(Natural-language object grounding data)

..............................

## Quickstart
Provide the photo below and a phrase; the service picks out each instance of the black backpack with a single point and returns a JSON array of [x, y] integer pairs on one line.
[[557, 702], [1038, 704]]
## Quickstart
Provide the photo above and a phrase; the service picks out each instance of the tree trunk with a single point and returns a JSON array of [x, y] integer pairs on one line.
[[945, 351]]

..............................

Work instructions
Every record must be set down again exactly.

Result of the task
## Quickstart
Provide the photo below and a phrase; the service picks out each instance of the black backpack with a single point and returns a JSON array of [x, y] integer pairs on one line.
[[557, 702], [1038, 704]]
## Quickstart
Provide the photo above and a phrase; the service picks out each instance of the tree trunk with a single point and returns a JSON array of [x, y] integer pairs on one line.
[[945, 351]]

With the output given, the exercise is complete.